**EXCERTO DO TEXTO**
As crianças, e também os educadores, devem ser orientados para: «Princípios, técnicas, conhecimentos, métodos de análise e de solução de problemas, interpretação dos resultados e enunciado correcto das respostas com projecto de colocá-las em aplicação implicando, por sua vez, em reflexão, tais as capacidades gerais a particularizar de acordo com os imperativos da mudança.» (BONBOIR, 1977:188).
A responsabilidade de educadores, professores e formadores é imensa,  não há mais tempo a perder. Naturalmente que as primeiras medidas ao nível legislativo, recursos humanos, financeiros e infra-estruturas competem aos poderes constituídos,  ao nível do aparelho do Estado, em cuja composição devem ter lugar, e voz ativa, todos os representantes do sistema educativo-formativo.
Educar para a mudança, com responsabilidade, significa inclusão de toda a sociedade, cabendo, porém, aos decisores e aos executores, promoverem uma política que, estrategicamente, prepare as crianças atuais (e também adolescentes e jovens) para: quando assumirem a cidadania plena, estarem dotadas de todas as capacidades e competências, que as tornem melhores profissionais, governantes e cidadãos, do que as gerações que as precederam e que têm vindo a ocupar os vários poderes, nas diversas estruturas políticas, empresariais, governamentais e até religiosas.

**PEDIDO 1**
Diga se cada afirmação está de acordo com o excerto, respondendo sim ou não e citando as palavras do excerto que decidem: (a) as primeiras medidas legislativas competem aos poderes constituídos ao nível do Estado; (b) apenas as crianças devem ser orientadas; (c) educar para a mudança exclui parte da sociedade.
**PEDIDO 2**
Enumere todos os tipos de estruturas em que, segundo o excerto, as gerações anteriores têm vindo a ocupar os vários poderes.
**PEDIDO 3**
Transcreva o trecho do excerto que começa em "A responsabilidade de" e termina em "do sistema educativo-formativo.".

**MATERIAL APRESENTADO**
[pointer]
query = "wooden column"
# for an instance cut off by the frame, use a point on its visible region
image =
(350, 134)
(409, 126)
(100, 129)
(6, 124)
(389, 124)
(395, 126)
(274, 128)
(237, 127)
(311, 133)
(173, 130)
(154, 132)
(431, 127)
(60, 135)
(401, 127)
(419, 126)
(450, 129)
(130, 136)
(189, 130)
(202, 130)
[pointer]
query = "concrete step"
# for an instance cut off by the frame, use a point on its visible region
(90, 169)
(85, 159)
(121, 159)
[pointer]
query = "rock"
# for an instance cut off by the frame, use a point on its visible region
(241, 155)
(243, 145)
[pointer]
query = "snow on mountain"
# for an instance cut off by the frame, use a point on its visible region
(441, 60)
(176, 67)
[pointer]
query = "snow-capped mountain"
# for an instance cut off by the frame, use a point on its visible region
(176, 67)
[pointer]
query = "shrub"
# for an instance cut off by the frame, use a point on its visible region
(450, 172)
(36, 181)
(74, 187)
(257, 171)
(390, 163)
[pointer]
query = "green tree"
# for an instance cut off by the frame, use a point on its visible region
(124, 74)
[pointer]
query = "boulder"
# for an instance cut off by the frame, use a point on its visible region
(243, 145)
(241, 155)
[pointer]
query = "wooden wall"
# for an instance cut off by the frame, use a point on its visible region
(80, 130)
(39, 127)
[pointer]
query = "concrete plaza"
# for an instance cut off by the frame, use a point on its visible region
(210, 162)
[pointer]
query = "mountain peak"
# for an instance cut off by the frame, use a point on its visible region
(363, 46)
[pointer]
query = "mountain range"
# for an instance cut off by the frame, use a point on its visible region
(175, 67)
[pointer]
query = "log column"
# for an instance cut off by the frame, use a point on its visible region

**RESULTADO DA TAREFA 1**
(a) Sim: "as primeiras medidas ao nível legislativo, recursos humanos, financeiros e infra-estruturas competem aos poderes constituídos, ao nível do aparelho do Estado"
(b) Não: "As crianças, e também os educadores, devem ser orientados para"
(c) Não: "Educar para a mudança, com responsabilidade, significa inclusão de toda a sociedade"

**RESULTADO DA TAREFA 2**
políticas, empresariais, governamentais, religiosas

**RESULTADO DA TAREFA 3**
A responsabilidade de educadores, professores e formadores é imensa,  não há mais tempo a perder. Naturalmente que as primeiras medidas ao nível legislativo, recursos humanos, financeiros e infra-estruturas competem aos poderes constituídos,  ao nível do aparelho do Estado, em cuja composição devem ter lugar, e voz ativa, todos os representantes do sistema educativo-formativo.